## EXERCISE INSTRUCTIONS
Below are the records; give again exactly the line with "Report x and y for each instance of the bush", the line with "Report x and y for each instance of the gravestone", and each line that lies between them, and nothing besides.

## DATA SHOWN
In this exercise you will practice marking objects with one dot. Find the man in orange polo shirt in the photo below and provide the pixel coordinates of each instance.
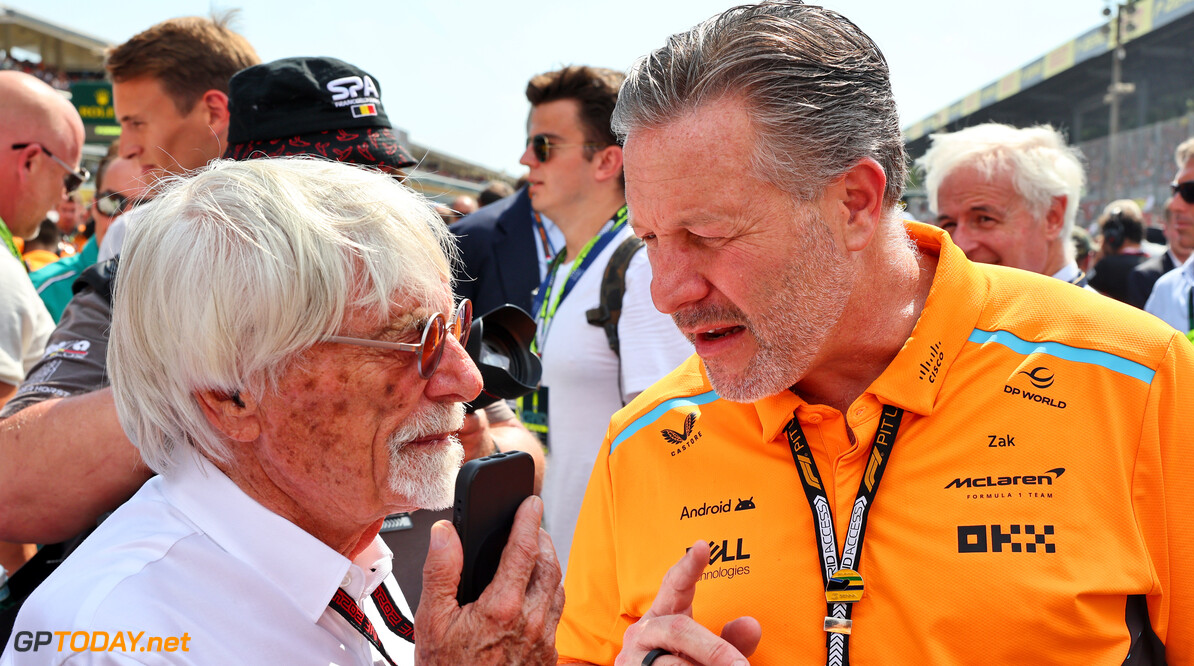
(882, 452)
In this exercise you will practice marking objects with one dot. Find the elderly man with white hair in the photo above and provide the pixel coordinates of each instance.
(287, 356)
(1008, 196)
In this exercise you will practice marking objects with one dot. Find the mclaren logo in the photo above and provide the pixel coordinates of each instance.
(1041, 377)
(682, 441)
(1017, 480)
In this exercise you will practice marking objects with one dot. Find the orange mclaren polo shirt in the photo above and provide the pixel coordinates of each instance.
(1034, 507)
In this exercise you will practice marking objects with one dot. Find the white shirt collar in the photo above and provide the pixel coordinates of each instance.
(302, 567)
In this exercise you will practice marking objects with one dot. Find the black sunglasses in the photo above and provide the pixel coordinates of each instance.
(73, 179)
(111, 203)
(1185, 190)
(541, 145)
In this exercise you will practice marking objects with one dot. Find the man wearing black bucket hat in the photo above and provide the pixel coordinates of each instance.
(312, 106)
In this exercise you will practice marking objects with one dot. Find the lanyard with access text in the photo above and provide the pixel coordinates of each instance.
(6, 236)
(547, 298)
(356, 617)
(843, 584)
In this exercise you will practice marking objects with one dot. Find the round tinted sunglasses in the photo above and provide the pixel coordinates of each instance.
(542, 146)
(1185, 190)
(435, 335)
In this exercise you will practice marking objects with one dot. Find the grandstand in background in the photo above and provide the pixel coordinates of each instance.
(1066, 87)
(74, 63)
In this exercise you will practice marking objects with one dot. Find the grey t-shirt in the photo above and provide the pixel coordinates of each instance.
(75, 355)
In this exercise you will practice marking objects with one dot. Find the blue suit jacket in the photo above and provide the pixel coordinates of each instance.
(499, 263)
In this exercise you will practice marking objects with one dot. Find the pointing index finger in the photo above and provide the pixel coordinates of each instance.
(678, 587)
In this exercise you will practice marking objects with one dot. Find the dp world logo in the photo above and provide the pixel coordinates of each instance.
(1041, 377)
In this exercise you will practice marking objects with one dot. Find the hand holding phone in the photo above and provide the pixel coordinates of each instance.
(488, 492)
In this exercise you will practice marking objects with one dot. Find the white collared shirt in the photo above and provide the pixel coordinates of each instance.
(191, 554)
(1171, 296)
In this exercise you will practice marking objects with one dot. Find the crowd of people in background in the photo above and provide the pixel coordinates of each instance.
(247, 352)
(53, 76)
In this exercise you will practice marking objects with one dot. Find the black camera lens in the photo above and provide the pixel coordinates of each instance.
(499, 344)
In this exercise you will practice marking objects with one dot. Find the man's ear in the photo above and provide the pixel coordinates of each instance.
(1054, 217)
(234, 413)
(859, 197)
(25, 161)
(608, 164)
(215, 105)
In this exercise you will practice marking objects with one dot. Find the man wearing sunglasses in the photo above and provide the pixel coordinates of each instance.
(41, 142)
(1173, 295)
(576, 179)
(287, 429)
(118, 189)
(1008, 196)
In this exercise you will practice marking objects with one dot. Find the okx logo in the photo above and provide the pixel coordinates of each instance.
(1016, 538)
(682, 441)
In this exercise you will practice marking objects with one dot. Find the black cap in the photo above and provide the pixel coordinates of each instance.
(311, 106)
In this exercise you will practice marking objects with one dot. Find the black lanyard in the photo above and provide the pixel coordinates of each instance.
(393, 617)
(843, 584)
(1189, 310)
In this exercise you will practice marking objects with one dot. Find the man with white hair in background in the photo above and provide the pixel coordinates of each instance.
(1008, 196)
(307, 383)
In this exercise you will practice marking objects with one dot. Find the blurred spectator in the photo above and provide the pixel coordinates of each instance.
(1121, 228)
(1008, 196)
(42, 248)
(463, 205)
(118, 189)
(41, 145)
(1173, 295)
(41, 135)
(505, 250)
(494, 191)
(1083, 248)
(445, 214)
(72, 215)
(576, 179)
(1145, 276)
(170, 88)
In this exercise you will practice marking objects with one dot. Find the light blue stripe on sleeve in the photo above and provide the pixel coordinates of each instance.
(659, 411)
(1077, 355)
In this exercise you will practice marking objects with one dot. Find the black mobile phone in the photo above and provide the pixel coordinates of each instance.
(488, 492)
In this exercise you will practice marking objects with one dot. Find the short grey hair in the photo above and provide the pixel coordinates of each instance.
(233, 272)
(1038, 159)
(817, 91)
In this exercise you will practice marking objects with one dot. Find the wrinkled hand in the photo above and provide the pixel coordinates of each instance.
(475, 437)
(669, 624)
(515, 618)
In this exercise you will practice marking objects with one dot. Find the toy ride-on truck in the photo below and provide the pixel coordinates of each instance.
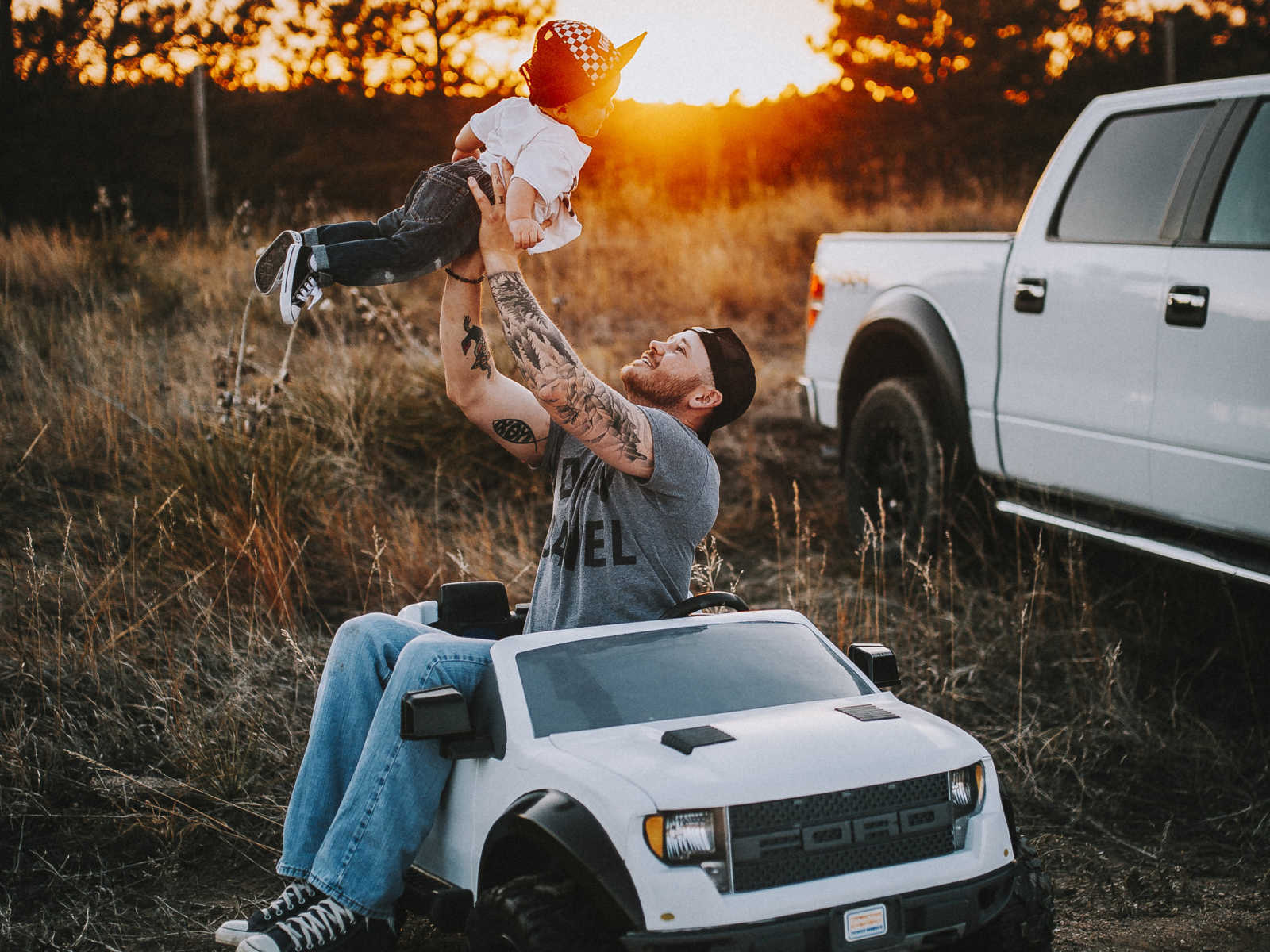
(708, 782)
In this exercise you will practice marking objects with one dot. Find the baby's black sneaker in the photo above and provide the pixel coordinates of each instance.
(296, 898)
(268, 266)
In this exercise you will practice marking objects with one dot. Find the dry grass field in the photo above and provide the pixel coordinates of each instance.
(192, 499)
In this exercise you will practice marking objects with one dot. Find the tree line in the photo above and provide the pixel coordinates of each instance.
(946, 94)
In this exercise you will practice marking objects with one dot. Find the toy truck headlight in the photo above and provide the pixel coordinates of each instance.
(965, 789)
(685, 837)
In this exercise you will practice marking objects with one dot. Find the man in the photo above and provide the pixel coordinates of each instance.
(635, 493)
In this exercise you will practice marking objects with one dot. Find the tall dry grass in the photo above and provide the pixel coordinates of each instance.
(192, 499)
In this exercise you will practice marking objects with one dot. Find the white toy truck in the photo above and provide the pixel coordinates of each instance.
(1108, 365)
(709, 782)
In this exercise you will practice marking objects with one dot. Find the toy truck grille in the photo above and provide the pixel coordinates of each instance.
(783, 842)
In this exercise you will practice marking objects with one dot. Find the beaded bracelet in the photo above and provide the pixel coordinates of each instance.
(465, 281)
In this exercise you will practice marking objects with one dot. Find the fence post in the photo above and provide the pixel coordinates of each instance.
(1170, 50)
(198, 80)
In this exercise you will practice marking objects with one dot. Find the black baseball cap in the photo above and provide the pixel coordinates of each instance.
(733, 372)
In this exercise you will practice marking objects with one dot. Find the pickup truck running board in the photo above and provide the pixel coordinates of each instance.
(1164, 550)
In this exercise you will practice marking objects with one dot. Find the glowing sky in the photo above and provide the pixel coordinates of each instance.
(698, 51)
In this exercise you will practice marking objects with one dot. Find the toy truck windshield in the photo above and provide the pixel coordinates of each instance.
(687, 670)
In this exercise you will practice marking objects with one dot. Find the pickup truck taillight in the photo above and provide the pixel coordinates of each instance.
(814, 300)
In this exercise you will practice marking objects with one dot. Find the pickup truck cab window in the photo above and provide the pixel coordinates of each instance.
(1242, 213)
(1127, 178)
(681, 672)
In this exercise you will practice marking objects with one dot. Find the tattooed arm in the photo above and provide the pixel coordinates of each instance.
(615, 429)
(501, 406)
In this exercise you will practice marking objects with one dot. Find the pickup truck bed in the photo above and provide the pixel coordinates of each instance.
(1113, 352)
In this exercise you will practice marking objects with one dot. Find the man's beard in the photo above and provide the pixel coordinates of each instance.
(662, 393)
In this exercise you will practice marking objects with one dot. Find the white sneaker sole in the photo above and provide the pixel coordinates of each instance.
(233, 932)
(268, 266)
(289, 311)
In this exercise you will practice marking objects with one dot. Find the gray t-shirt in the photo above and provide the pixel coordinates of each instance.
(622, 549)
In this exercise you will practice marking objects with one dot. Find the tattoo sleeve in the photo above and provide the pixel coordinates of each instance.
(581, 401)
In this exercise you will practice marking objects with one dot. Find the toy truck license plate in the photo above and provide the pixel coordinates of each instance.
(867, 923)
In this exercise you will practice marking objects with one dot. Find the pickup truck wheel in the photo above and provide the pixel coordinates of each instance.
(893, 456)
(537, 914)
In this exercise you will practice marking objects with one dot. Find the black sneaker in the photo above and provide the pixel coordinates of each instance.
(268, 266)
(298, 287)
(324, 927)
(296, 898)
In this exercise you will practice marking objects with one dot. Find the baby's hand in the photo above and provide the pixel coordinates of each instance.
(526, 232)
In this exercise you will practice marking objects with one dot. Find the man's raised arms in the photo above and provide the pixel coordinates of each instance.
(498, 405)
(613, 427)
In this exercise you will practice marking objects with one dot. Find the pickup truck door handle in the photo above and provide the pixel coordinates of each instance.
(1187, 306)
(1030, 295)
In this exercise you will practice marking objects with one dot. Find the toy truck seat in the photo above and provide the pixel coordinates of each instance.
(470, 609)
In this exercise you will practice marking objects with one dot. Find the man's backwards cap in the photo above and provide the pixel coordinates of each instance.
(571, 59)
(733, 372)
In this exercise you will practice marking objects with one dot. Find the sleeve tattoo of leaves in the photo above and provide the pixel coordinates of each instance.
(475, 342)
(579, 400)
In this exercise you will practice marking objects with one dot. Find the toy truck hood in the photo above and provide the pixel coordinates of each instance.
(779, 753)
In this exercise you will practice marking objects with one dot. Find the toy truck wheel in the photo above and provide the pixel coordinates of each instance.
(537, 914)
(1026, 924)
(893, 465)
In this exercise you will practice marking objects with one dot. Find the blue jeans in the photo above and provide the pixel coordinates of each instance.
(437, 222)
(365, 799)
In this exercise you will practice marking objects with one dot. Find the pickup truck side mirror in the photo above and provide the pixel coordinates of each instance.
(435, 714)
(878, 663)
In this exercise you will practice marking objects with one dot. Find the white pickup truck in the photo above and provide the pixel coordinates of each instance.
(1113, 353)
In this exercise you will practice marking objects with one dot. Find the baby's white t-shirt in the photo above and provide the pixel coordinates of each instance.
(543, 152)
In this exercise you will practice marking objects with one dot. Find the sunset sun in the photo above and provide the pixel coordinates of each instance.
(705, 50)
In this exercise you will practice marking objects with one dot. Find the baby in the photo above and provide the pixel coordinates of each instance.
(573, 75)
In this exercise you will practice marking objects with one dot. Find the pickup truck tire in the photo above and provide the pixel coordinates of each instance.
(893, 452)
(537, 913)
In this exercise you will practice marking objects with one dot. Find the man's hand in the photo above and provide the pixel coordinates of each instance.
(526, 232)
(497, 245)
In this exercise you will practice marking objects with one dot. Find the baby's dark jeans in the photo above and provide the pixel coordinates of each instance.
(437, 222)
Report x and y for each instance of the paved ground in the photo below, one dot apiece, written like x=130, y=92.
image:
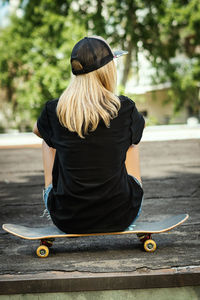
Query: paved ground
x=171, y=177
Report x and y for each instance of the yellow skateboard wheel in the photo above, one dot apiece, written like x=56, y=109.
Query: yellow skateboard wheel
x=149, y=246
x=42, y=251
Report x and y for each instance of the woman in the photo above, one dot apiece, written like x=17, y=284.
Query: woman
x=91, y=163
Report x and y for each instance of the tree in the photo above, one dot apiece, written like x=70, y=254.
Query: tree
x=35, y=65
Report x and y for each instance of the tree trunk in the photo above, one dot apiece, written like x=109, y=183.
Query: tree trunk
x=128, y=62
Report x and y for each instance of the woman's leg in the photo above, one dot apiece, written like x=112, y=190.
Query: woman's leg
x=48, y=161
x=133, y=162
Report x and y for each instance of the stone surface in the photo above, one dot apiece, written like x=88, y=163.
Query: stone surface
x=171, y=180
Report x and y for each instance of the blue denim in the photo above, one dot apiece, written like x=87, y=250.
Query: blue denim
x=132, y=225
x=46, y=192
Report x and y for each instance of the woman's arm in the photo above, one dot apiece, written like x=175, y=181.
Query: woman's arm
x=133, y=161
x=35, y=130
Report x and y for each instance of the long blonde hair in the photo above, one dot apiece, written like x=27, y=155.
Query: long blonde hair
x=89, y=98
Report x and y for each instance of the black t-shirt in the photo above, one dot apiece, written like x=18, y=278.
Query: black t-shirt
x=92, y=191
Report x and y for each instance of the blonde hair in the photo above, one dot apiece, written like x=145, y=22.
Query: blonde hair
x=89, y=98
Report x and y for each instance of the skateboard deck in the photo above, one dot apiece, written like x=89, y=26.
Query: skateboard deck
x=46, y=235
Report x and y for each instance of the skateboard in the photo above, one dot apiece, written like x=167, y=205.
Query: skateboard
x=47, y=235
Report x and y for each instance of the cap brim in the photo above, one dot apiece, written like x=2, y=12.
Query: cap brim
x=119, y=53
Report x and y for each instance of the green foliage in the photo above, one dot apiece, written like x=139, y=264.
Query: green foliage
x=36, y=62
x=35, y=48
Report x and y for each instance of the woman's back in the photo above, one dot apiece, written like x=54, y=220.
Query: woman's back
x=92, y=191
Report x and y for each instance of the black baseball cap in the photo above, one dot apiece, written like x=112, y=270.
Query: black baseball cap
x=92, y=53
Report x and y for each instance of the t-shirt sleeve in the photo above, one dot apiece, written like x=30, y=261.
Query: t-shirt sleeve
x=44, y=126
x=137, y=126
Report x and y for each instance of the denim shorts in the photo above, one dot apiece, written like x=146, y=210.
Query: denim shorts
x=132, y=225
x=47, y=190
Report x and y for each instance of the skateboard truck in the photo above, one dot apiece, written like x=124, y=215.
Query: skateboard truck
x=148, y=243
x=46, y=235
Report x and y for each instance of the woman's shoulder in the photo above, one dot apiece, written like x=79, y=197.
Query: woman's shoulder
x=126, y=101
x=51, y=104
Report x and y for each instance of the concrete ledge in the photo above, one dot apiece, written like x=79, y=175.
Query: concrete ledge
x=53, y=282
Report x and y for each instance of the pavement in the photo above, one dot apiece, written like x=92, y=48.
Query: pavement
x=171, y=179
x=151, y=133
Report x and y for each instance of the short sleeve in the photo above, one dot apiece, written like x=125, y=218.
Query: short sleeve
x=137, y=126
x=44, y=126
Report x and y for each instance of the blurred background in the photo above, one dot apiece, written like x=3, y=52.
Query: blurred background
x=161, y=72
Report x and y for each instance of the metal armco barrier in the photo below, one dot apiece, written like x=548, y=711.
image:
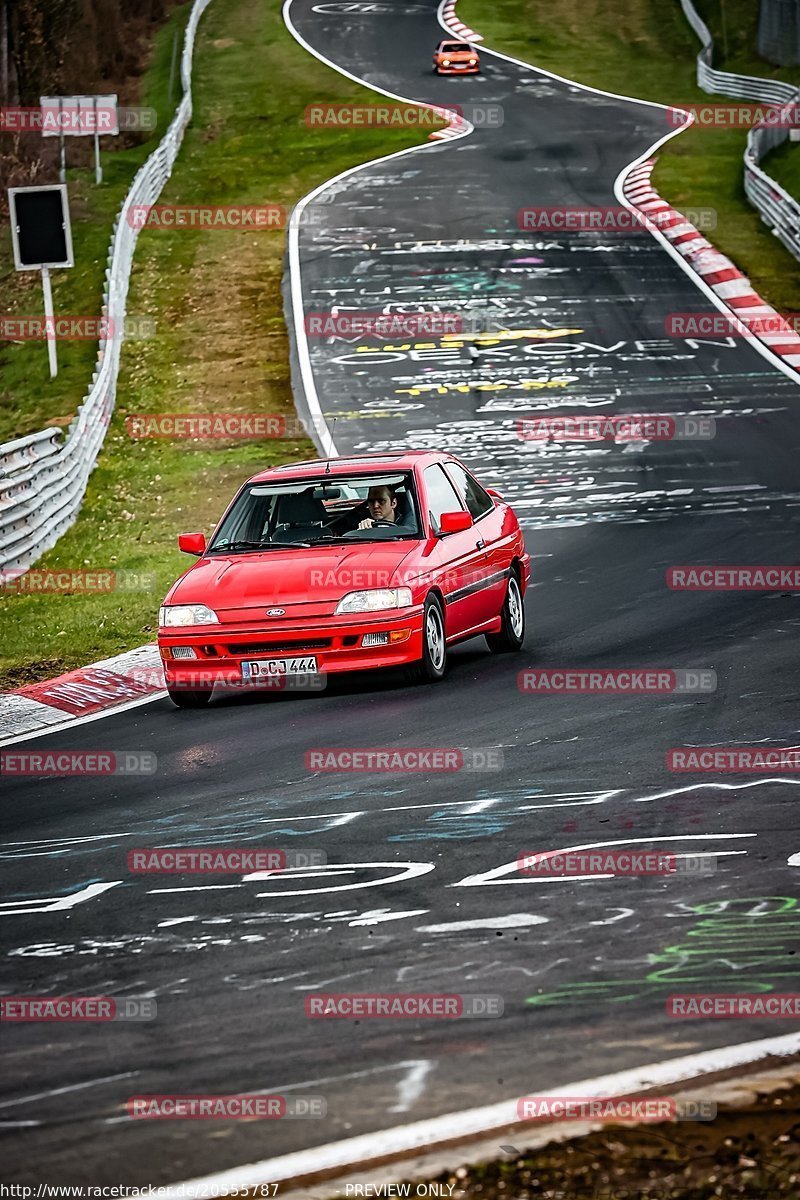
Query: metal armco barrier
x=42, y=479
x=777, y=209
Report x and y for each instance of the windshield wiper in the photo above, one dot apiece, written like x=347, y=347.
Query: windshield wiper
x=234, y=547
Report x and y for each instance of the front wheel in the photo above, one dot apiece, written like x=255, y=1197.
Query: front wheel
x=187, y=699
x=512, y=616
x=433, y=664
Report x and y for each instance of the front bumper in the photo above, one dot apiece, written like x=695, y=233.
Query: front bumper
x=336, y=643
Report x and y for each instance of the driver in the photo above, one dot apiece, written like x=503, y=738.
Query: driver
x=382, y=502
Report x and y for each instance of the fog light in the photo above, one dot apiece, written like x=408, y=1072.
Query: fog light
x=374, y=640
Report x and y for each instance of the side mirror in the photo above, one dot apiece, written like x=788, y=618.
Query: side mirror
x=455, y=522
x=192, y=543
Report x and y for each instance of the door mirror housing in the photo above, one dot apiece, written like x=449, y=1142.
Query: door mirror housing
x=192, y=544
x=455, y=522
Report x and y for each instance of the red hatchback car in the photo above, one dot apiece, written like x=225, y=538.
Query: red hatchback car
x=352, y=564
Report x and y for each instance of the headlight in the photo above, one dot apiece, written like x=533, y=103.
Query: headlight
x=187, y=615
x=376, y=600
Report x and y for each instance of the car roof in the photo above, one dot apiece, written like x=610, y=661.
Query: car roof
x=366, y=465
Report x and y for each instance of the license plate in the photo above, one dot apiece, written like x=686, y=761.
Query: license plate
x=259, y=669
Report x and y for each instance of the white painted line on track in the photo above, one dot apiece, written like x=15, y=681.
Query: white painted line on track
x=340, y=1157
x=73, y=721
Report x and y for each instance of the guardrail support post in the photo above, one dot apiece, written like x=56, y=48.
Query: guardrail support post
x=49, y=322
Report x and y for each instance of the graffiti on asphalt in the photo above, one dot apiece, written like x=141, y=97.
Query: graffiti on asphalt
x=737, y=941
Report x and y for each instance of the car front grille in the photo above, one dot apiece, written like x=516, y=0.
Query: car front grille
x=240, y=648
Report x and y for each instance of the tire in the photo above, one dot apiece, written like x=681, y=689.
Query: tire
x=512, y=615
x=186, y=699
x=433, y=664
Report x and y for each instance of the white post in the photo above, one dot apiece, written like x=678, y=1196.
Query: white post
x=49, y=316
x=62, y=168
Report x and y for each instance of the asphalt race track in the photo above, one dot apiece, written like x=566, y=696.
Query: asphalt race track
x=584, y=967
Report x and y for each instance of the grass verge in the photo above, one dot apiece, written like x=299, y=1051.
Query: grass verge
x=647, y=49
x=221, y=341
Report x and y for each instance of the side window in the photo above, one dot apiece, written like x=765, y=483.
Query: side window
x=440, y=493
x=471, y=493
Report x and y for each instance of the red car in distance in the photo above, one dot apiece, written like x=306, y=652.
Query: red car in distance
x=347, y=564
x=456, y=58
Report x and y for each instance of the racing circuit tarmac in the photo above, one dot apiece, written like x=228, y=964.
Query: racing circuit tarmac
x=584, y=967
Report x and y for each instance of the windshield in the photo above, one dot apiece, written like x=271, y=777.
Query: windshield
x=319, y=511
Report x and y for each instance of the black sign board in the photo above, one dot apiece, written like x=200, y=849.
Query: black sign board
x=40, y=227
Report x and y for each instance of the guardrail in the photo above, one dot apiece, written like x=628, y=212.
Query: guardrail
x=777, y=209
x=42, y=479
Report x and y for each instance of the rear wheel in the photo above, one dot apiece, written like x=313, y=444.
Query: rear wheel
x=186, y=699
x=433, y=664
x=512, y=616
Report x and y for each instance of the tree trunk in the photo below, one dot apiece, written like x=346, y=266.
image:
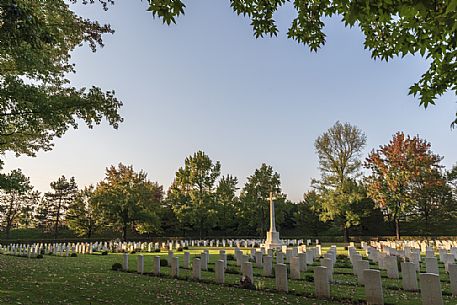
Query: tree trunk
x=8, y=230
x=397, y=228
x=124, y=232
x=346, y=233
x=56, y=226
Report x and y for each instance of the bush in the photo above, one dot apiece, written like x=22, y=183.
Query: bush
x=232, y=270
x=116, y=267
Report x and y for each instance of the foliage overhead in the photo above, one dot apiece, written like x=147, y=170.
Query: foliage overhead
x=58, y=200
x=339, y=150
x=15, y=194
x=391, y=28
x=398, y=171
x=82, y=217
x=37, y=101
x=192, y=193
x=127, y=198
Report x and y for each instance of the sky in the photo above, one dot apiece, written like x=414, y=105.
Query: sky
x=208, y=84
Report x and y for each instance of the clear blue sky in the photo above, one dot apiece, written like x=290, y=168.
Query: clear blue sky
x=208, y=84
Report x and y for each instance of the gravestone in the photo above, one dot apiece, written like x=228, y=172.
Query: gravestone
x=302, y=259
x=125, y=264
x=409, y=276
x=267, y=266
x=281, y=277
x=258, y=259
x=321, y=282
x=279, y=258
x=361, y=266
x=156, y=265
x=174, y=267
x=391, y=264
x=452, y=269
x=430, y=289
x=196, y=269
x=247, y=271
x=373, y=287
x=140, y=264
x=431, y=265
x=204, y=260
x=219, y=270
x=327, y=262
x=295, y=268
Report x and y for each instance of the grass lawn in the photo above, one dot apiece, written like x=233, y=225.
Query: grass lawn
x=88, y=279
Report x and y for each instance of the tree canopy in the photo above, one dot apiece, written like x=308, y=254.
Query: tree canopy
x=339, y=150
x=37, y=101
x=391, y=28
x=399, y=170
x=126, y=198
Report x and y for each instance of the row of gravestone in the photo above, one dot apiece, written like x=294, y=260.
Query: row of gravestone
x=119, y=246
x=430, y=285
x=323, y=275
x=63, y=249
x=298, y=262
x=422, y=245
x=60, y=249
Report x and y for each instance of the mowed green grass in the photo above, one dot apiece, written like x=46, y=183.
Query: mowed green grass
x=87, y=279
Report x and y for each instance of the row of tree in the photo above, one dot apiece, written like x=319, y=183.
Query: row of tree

## SOLVED EXERCISE
Report x and y for each instance of the bush in the photo above, one dot apiece, written like x=22, y=183.
Query: bush
x=232, y=270
x=116, y=267
Report x and y for each instance of the foliage overhead in the photo above, one dot apiece, written like x=147, y=170.
Query: foliage overhead
x=58, y=200
x=339, y=150
x=15, y=194
x=391, y=28
x=398, y=171
x=82, y=217
x=37, y=101
x=192, y=193
x=127, y=198
Report x and y for each instance of the sky in the photo above, one dot apiece, written like x=414, y=105.
Query: sky
x=208, y=84
Report x and y for each instance of the clear blue sky in the photo above, one dot apiece, written like x=290, y=168.
Query: clear blue sky
x=208, y=84
Report x and y for each instance of the gravestone in the photo above, one dot apiece, written like x=228, y=172.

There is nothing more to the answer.